===== 抜粋本文

『井の頭線気まぐれ散歩』その18。富士見ヶ丘駅から始めるが、まずは富士見ヶ丘駅について。駅周辺の住所は杉並区高井戸西と久我山、つまり富士見ヶ丘という地名はない。駅名の由来を調べても富士が見えるような高台があったからと書いてあるのがせいぜいだが、駅を降りても富士山が見えそうな高台は見当たらない。
以前に本で読んだのは『昭和初期に井の頭線開通にあたり、現在の井の頭公園駅近くは窪地になっていて、これに盛り土をして開通させたが、その土は富士見ヶ丘駅近くの丘を崩して建設した』。真実はこのあたりかもしれない。
富士見ヶ丘駅前にあるのは葬祭場。さくら銀行富士見ヶ丘支店の跡地であり、駅前商店街がこぞって反対したにも関わらず開業した。
駅に沿って少し歩くと富士見ヶ丘医院、古くからある診療所で駅のホームからは立派な松を見ることができる。
富士見ヶ丘駅前通りを北に向かい、西友の手前を右に曲がると立派な屋敷、表札には真正館とある。これは倒産した武富士創業者、故武井保雄氏の自宅で会社の研修施設としても使われていた。今はどうなっているかはわからないが、広さは1500坪もあるそうである。

==========

* 設問内容
富士見ヶ丘駅周辺を歩いた上の文章から、「駅に沿って少し歩くと富士見ヶ」以下「1500坪もあるそうである。」までをすべて、一字一句違えずに書き写してください。

===== 出典情報

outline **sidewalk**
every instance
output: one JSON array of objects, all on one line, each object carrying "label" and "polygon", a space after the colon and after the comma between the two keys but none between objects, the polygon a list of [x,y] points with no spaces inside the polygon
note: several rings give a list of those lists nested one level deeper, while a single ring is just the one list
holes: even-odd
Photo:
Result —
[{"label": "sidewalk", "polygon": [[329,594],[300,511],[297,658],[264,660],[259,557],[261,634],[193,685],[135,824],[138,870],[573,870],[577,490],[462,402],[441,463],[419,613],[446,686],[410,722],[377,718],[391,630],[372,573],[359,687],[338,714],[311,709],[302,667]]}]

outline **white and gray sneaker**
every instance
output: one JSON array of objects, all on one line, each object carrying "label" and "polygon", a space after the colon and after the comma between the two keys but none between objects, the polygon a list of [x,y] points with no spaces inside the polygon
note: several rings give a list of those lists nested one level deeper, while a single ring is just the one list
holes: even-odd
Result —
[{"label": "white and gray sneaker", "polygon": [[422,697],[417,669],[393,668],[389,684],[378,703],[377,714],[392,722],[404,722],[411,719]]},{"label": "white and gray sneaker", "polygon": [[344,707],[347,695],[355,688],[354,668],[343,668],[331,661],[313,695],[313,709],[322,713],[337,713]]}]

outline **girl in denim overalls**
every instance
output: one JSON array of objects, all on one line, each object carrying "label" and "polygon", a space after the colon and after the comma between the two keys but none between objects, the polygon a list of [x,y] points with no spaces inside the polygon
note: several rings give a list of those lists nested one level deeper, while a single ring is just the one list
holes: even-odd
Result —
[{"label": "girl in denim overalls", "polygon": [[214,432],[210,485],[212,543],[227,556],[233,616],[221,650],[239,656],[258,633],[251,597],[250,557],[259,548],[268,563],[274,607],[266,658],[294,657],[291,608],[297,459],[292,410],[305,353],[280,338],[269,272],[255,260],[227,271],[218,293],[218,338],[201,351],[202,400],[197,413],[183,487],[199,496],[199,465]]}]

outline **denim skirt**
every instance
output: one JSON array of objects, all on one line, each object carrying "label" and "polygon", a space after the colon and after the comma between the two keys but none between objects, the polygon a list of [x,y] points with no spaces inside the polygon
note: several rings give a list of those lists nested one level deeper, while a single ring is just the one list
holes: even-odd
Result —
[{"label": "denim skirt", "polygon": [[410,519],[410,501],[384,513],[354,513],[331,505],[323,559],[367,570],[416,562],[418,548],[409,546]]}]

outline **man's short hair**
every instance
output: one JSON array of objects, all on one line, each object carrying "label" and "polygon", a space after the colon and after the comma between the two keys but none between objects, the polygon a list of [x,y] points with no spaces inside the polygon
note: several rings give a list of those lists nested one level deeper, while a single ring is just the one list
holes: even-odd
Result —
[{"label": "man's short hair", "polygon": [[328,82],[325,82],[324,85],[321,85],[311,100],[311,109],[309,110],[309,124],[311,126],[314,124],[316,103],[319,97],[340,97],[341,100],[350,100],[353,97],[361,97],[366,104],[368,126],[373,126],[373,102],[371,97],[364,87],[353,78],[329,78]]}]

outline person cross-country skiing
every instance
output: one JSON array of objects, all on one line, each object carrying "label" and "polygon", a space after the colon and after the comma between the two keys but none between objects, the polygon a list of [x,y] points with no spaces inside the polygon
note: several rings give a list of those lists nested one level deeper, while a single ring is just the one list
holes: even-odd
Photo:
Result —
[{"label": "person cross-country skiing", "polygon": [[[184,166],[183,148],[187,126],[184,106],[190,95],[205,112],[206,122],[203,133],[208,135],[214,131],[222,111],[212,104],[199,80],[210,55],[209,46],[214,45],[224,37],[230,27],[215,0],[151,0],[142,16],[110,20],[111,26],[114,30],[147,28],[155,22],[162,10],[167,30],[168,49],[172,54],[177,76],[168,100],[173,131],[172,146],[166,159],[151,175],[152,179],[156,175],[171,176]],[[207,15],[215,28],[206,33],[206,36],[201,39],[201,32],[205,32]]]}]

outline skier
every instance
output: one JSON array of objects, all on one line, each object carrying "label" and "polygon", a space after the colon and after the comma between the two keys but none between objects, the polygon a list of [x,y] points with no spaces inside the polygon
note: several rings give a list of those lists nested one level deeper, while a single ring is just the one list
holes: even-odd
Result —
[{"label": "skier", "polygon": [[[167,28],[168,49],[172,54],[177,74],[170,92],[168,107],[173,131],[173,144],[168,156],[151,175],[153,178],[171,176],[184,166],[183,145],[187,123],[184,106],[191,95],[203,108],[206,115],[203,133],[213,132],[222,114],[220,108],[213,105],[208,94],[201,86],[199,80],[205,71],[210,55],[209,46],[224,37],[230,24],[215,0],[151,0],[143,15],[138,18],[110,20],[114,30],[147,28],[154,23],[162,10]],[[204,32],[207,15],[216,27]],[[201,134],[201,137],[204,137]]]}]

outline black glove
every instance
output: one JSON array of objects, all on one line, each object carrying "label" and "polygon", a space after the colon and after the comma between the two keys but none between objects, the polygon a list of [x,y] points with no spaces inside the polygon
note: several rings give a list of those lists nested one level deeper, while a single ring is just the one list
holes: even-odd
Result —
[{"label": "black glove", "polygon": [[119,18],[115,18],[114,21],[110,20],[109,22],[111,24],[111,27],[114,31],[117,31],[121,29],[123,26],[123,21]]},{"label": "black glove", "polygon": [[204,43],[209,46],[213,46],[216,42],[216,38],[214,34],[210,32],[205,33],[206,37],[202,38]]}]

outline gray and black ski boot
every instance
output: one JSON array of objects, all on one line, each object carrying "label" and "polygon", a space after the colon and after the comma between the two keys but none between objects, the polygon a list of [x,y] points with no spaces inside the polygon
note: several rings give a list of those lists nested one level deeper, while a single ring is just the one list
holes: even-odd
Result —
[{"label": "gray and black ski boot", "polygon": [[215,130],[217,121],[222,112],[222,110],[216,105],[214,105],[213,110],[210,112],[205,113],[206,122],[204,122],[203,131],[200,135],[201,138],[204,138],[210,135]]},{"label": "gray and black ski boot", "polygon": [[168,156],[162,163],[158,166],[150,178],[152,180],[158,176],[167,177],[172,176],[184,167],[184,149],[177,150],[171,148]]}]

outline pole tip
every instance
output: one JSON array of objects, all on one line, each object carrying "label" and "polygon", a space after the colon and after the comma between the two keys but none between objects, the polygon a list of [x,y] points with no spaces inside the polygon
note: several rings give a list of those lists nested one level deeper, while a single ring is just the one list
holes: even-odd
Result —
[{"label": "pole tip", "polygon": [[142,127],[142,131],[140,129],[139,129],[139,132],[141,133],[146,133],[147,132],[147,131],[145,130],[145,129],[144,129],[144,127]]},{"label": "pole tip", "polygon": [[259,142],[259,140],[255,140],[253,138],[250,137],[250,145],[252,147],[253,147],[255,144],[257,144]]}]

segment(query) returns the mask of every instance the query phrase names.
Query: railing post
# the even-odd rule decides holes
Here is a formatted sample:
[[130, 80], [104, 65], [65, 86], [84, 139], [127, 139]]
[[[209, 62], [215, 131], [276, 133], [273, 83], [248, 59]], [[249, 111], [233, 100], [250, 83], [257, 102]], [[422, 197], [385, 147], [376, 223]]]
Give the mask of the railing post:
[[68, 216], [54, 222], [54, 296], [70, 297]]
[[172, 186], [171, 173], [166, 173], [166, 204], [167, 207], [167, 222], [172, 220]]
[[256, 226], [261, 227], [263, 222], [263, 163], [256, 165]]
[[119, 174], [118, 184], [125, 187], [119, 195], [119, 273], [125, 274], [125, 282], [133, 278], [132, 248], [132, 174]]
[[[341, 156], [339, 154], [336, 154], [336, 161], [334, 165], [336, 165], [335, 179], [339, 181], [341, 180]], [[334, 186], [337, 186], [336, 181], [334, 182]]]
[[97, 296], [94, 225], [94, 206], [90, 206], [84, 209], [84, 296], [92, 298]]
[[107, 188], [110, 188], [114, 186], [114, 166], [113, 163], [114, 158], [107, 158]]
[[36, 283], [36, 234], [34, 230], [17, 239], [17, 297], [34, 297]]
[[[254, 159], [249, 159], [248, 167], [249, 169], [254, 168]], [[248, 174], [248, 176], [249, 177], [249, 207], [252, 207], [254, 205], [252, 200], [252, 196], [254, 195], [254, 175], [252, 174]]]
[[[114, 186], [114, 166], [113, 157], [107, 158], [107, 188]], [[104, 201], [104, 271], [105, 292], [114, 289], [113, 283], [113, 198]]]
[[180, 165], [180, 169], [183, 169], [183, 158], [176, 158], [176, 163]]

==========

* 解答
駅に沿って少し歩くと富士見ヶ丘医院、古くからある診療所で駅のホームからは立派な松を見ることができる。
富士見ヶ丘駅前通りを北に向かい、西友の手前を右に曲がると立派な屋敷、表札には真正館とある。これは倒産した武富士創業者、故武井保雄氏の自宅で会社の研修施設としても使われていた。今はどうなっているかはわからないが、広さは1500坪もあるそうである。